CHECK YOUR UNDERSTANDING ->
1. From the text on Doris Fleeson, list every distinct year written as a four-digit number, in order of first appearance.
2. Print the part of the Doris Fleeson text that begins at the words "To Kimball, the" and stops after "dark blue dress.".

SUPPLIED TEXT ->
......
Section of magazine page about  U.S. fighter pilots during World War II

In 1933, she helped found the American Newspapers Guild, fighting for a minimum wage of $35/week for reporters. She led the charge to have women’s restrooms installed in Congressional galleries. A pioneer in helping Black reporters break color barriers, in 1953 she sponsored the first African American applicant for membership in the Women’s National Press Club, where she was a member. She had long been a foe of the National Press Club; strictly off-limits to female reporters and considered “one of the ugliest symbols of gender discrimination in the world of journalism,” it would not open its doors to women until 1971.

A Picture of Domesticity
In 1958, Fleeson married Dan Kimball, a World War II pilot who went on to become Truman’s Secretary of the Navy, their Washington wedding attended by luminaries like Eleanor Roosevelt, Bernard Baruch and Mrs. Fiorello LaGuardia. The couple settled into a happy 12-year marriage that ended with Kimball’s death on their anniversary in 1970.

To Kimball, the woman known as the scourge of statesmen and oily politicians was “my little bride.” And, in fact, she could be the very picture of domesticity. It wasn’t unusual to find her on a Sunday, as columnist Mary McGrory did on a visit to Fleeson’s Georgetown home, sewing a fresh white collar and cuffs on her favorite dark blue dress.

But looks could be deceiving. Author and Fleeson biographer Carolyn Saylor describes one occasion when Lady Bird Johnson complimented Fleeson: “What a gorgeous dress, Doris. It makes you look just like a sweet, old-fashioned girl.” To which the nearby wife of then-Senator Stuart Symington replied, “Yes, just a sweet old-fashioned girl with a shiv in her hand.”

Death and a Legacy
As tough and resilient as Doris Fleeson could be, the 1964 campaign of Lydon B. Johnson, proved to be her last when she collapsed on the campaign trail, suffering from circulatory disorders. Several years later, she went into semi-retirement, her twice-weekly columns distributed by United Features Syndicate, Inc., to 90 newspapers. And in 1970, having been incapacitated by a stroke a year earlier, she died at her Georgetown home at the age of 69 of massive thrombosis just 36 hours after her husband’s death on their 12th anniversary. They are buried together in Washington’s Arlington Cemetery.
......
Natural-language object grounding data ->
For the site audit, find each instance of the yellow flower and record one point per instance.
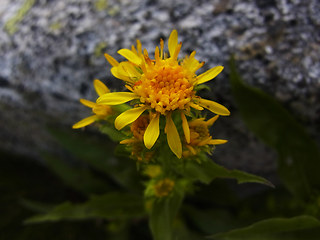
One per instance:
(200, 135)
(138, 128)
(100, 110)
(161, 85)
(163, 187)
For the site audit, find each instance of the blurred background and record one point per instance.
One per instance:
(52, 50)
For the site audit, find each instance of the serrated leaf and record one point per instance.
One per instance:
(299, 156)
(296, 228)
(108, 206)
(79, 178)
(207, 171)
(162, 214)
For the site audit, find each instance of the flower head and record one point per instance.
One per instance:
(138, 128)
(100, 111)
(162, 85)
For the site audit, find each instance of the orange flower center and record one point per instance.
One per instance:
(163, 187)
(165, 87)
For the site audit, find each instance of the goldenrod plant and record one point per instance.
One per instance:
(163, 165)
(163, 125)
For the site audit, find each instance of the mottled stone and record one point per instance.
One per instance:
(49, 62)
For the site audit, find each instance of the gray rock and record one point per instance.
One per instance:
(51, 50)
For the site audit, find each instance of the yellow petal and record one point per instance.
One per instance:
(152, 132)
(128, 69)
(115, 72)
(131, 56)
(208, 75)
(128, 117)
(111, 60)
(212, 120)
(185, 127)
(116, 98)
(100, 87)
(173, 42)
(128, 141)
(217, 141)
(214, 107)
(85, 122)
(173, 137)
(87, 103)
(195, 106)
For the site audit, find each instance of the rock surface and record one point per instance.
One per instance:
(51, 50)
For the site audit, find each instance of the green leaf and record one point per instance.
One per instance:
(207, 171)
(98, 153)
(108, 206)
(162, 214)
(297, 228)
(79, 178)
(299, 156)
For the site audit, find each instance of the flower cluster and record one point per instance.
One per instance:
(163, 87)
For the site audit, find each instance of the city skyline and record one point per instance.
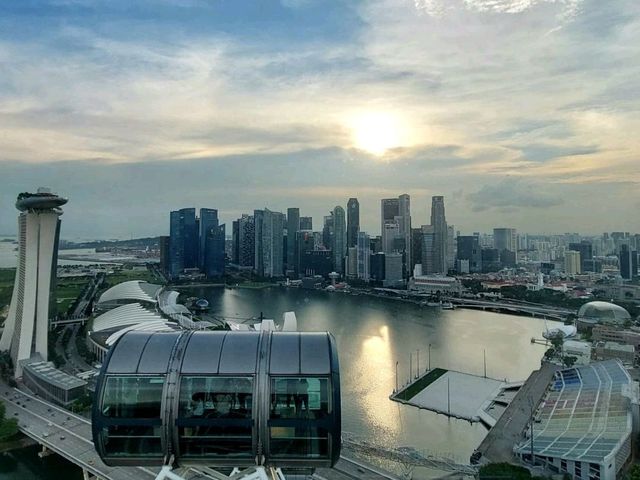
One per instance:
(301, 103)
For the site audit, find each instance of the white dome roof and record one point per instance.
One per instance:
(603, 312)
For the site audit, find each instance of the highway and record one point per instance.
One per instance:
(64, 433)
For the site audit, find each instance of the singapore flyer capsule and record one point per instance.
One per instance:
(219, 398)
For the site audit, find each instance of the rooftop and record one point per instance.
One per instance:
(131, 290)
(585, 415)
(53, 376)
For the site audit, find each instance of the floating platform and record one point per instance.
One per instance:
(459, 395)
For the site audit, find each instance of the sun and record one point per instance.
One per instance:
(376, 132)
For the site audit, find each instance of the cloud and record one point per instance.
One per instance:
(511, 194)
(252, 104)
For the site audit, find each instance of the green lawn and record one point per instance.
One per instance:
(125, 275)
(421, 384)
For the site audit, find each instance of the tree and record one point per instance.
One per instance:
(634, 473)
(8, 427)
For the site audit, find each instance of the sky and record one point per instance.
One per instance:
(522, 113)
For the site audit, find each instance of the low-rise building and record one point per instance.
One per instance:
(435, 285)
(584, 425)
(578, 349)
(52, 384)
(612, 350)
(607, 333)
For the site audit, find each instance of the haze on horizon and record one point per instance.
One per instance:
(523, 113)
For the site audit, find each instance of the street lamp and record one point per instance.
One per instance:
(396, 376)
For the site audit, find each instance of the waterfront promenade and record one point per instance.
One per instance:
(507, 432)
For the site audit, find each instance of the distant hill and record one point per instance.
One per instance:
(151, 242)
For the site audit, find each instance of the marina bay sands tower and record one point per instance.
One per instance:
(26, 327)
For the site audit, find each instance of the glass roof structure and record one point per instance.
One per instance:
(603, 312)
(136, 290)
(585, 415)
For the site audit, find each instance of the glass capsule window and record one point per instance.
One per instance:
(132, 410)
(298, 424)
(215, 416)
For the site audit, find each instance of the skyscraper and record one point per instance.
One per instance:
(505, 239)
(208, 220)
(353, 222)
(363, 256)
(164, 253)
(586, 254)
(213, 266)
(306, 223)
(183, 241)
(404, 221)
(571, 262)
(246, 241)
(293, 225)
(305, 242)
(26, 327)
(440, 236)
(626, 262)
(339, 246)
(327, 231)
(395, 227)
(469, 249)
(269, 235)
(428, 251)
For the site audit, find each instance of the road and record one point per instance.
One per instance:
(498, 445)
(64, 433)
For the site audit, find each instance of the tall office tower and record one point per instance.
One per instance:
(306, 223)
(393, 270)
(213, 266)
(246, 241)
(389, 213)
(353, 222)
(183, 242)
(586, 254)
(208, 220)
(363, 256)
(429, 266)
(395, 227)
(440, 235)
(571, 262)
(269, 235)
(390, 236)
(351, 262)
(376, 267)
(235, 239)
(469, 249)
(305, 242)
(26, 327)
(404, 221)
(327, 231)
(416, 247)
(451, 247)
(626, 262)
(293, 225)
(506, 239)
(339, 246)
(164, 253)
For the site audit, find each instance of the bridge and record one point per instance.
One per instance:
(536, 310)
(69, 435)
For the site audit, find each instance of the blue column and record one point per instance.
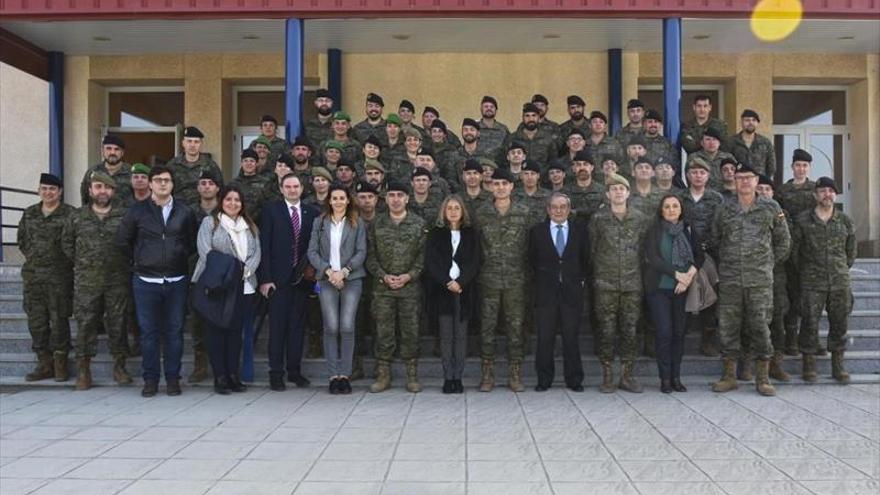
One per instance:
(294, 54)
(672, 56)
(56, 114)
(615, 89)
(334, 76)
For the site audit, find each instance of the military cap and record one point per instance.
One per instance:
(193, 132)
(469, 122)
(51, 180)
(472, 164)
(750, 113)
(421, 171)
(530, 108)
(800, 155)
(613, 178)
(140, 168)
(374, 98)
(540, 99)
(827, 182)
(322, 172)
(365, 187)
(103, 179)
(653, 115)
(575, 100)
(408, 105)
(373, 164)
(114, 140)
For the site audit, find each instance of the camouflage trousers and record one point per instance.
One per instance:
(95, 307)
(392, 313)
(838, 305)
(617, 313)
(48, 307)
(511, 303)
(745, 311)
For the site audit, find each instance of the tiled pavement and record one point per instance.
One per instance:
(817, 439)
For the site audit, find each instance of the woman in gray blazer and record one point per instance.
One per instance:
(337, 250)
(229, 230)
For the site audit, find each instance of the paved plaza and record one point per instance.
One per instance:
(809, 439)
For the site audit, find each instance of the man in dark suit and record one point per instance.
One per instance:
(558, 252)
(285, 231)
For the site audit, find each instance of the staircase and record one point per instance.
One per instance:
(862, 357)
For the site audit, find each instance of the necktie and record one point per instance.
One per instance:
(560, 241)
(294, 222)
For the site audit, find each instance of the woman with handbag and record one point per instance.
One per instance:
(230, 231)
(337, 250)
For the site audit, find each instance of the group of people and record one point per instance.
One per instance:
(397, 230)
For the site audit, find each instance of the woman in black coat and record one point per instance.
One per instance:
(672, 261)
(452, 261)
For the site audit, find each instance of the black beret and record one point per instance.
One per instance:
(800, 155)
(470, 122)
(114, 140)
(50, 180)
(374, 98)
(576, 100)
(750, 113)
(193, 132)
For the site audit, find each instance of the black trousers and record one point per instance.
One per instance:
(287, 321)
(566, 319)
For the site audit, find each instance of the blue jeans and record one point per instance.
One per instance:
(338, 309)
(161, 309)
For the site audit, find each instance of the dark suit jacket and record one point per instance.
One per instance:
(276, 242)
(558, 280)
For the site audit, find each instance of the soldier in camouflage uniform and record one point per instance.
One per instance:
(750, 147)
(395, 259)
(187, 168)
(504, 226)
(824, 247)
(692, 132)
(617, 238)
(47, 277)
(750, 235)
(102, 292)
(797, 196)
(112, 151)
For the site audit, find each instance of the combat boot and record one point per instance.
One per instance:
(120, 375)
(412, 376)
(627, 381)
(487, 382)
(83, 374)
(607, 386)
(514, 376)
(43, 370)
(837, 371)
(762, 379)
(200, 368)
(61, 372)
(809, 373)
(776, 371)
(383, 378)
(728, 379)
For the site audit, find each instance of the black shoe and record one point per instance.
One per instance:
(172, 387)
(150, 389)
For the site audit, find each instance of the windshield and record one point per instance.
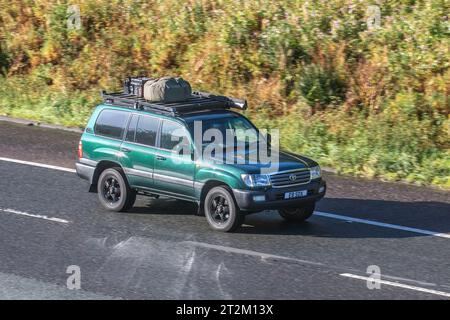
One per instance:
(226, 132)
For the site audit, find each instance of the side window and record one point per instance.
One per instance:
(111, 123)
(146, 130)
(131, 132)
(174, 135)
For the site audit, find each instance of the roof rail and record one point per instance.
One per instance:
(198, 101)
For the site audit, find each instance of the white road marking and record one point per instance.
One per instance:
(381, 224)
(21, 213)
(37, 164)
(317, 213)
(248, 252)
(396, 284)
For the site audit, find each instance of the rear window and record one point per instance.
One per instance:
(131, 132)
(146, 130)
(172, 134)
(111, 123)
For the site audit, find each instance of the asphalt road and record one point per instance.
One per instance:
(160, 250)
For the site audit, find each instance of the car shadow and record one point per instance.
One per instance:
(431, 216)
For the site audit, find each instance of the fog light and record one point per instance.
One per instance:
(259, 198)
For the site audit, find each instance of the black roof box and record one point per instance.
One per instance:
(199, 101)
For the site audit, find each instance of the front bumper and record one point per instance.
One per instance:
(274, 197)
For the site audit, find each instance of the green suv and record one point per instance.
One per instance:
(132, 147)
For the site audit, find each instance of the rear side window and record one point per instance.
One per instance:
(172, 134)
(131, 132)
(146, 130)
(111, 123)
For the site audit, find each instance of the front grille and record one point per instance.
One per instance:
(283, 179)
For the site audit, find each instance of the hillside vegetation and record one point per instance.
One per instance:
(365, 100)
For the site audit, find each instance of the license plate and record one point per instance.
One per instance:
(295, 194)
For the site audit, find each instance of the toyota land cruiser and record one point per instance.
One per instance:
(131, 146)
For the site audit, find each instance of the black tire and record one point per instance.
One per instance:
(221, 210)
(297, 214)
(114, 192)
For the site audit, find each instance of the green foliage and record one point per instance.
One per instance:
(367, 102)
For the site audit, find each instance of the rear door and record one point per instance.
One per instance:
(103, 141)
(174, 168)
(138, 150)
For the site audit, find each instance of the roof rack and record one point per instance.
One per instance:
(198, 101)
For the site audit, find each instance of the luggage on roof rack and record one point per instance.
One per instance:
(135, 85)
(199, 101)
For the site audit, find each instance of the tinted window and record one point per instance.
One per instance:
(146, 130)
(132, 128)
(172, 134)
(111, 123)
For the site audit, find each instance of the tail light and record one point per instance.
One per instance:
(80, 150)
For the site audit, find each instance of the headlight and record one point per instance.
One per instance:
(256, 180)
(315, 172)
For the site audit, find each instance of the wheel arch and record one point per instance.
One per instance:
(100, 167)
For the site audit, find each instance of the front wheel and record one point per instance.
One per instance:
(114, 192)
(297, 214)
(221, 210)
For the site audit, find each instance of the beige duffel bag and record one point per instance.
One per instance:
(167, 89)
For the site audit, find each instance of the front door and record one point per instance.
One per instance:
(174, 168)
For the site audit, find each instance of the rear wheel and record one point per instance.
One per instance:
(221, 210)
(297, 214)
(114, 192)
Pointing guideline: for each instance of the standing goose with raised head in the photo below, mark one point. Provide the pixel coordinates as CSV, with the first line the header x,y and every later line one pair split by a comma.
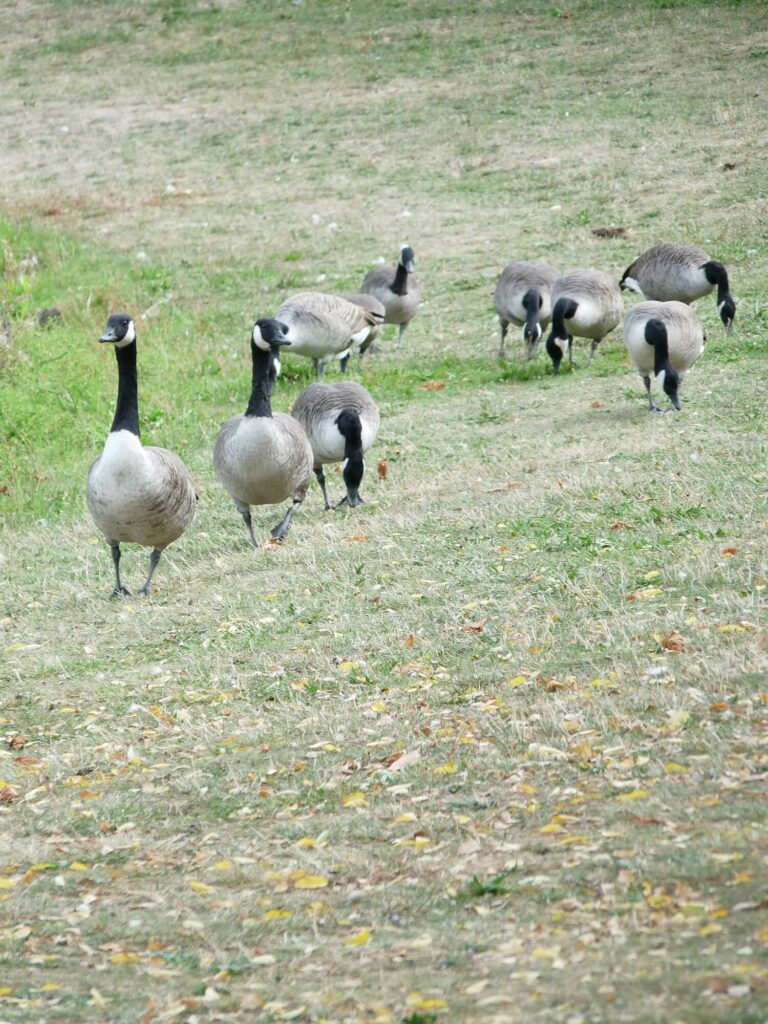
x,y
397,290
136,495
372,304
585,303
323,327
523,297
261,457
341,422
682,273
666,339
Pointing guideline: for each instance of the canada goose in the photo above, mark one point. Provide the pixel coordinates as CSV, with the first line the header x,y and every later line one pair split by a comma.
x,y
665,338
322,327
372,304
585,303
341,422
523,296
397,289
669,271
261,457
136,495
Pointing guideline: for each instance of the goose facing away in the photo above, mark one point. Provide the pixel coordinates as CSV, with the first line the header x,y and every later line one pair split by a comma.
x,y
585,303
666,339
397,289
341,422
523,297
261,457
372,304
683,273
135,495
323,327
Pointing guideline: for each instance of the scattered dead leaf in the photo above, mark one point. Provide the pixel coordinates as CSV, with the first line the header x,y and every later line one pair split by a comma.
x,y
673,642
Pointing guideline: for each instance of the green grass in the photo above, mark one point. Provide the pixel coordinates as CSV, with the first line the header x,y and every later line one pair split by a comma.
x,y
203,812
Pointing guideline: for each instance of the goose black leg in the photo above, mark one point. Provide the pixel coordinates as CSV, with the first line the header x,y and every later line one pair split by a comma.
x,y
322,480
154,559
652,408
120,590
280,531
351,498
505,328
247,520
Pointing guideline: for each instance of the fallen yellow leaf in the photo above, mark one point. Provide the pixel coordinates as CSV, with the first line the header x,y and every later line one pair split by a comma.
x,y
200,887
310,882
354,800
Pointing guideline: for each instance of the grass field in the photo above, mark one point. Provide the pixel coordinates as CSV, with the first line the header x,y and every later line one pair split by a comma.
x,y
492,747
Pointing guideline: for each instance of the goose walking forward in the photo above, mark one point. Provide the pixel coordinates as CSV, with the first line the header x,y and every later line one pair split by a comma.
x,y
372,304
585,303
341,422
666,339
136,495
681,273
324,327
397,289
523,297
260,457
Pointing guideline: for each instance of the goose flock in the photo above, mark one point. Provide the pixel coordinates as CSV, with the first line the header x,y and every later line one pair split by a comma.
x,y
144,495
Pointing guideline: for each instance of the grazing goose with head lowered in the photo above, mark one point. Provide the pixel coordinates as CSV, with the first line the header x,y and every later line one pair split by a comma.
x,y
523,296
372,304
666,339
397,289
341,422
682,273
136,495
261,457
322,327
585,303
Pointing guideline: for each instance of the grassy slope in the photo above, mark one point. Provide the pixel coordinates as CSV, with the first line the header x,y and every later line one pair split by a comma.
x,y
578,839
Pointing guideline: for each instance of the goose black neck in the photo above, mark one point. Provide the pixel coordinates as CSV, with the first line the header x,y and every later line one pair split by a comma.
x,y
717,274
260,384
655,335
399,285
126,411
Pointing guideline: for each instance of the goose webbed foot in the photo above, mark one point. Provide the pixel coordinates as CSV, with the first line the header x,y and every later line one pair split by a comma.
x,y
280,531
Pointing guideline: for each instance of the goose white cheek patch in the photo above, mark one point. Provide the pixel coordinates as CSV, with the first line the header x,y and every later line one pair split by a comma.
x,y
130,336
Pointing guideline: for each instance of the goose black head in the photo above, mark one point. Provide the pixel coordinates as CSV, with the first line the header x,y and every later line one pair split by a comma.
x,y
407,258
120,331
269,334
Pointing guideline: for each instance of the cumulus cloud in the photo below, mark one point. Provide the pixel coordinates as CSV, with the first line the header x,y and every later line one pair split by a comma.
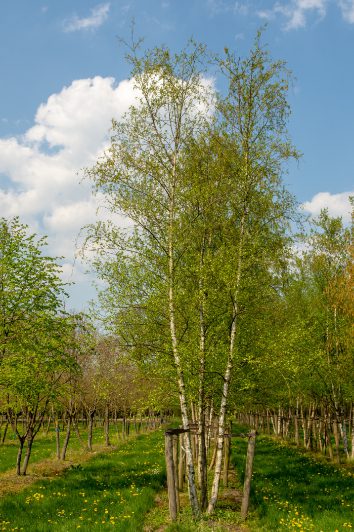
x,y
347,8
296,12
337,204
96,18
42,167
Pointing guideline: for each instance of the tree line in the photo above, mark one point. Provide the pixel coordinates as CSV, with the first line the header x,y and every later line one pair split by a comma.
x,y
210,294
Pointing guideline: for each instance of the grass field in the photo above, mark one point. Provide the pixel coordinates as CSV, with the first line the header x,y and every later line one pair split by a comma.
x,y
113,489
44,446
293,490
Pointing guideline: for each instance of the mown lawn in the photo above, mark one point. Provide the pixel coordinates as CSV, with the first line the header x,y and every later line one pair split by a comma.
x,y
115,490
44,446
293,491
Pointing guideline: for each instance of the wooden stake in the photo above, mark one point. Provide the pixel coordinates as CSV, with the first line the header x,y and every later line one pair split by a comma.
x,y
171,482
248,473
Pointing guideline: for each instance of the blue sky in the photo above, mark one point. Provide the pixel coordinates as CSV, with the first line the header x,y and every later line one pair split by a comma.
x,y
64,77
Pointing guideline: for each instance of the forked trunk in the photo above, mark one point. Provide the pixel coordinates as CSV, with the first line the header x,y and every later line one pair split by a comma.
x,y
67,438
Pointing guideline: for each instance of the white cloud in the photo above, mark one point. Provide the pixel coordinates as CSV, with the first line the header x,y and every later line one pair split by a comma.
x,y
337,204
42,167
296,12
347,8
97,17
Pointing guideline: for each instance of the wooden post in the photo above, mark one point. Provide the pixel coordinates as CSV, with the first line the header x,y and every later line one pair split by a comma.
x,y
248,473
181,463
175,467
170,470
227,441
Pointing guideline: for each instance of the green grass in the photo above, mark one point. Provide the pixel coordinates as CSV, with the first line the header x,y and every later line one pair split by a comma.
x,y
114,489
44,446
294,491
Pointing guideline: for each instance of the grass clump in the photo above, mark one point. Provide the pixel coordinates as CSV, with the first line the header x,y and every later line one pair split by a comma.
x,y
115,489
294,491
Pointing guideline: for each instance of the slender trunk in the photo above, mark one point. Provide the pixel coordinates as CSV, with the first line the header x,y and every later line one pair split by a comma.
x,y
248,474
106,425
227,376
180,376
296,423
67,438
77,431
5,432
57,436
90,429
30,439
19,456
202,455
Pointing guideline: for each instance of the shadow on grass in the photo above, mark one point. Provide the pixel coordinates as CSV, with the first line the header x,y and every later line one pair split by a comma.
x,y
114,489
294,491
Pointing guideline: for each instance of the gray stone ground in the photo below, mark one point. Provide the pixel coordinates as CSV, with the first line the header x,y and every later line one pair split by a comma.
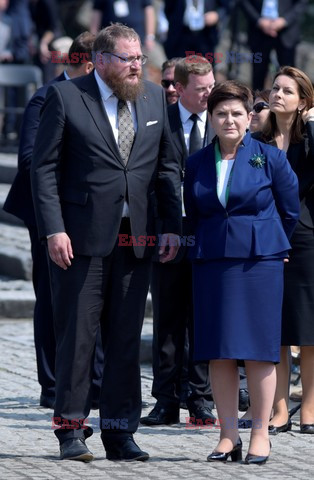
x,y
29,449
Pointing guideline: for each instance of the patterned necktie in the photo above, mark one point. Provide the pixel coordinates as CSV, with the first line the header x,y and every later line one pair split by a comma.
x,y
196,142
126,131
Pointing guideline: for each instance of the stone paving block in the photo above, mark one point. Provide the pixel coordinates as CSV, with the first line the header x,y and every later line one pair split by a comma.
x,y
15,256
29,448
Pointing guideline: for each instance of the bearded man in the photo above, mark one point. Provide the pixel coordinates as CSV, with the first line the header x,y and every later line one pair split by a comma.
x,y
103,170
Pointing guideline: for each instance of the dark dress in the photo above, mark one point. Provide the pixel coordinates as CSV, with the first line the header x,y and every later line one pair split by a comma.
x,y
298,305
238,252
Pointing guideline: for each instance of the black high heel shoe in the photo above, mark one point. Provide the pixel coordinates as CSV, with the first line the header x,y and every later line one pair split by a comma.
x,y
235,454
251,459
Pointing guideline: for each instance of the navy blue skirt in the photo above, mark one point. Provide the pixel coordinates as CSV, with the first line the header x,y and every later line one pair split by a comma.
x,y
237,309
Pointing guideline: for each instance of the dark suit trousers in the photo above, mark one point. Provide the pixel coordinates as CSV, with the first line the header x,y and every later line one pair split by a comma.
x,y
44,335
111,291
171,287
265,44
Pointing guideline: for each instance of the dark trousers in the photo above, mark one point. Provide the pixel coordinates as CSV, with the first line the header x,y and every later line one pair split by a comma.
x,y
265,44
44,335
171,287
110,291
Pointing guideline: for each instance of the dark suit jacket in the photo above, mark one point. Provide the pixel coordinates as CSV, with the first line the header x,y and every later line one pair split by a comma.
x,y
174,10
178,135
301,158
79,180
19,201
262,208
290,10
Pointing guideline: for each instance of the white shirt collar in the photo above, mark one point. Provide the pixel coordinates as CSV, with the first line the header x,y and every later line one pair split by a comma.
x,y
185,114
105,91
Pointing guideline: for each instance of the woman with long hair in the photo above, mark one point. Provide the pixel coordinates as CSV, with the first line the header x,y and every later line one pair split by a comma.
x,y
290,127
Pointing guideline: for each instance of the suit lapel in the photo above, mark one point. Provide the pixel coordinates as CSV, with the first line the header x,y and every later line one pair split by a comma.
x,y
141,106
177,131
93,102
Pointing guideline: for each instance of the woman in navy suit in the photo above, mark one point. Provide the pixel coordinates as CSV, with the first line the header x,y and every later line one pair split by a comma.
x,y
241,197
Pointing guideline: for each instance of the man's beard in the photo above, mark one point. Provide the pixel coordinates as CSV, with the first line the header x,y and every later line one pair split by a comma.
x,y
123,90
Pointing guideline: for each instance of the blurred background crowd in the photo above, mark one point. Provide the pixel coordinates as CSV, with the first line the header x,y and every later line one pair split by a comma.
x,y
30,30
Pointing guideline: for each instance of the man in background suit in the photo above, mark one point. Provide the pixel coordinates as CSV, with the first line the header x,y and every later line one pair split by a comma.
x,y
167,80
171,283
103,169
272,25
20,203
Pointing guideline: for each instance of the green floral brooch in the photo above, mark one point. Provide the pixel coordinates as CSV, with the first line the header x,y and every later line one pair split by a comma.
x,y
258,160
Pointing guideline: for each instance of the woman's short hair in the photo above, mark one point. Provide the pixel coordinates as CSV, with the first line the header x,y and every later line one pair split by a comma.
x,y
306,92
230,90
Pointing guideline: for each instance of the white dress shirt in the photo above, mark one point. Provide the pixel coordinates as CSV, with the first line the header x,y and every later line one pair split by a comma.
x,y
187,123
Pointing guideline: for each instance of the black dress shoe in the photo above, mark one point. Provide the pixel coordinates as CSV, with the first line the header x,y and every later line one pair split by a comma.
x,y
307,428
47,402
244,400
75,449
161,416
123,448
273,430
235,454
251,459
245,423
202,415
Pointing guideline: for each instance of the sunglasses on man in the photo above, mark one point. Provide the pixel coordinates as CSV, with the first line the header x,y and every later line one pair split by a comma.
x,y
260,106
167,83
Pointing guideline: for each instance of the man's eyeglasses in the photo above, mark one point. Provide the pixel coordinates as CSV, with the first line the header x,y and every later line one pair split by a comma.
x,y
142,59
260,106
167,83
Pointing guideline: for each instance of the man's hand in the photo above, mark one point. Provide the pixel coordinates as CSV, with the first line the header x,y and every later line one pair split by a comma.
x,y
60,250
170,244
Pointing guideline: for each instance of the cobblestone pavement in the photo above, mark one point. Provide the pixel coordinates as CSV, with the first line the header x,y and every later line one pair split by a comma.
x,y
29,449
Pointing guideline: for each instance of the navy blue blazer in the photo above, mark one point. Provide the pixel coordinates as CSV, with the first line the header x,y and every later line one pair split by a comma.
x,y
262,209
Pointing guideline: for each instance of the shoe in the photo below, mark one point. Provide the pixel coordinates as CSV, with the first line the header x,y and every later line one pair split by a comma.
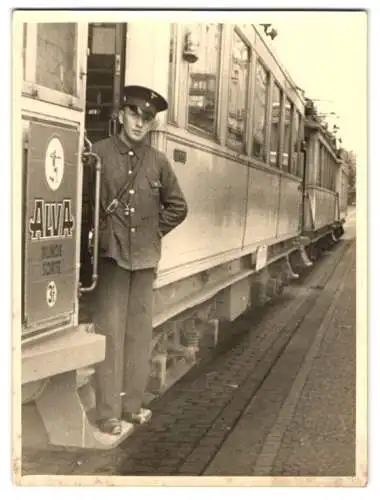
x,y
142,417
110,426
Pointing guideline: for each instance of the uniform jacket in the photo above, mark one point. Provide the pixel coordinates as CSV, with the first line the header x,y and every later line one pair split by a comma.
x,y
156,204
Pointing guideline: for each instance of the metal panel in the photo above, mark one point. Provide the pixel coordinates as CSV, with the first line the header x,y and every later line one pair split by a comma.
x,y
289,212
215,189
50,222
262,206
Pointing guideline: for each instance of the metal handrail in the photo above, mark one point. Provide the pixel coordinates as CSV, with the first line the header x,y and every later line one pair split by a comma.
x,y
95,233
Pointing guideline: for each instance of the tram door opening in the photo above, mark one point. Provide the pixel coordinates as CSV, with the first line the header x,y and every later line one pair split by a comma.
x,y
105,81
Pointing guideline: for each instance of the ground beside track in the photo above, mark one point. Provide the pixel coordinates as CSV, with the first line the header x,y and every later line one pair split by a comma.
......
TASK-BY-TASK OUTPUTS ->
1. 1933, 1953, 1971, 1958, 1970, 1964

2.
To Kimball, the woman known as the scourge of statesmen and oily politicians was “my little bride.” And, in fact, she could be the very picture of domesticity. It wasn’t unusual to find her on a Sunday, as columnist Mary McGrory did on a visit to Fleeson’s Georgetown home, sewing a fresh white collar and cuffs on her favorite dark blue dress.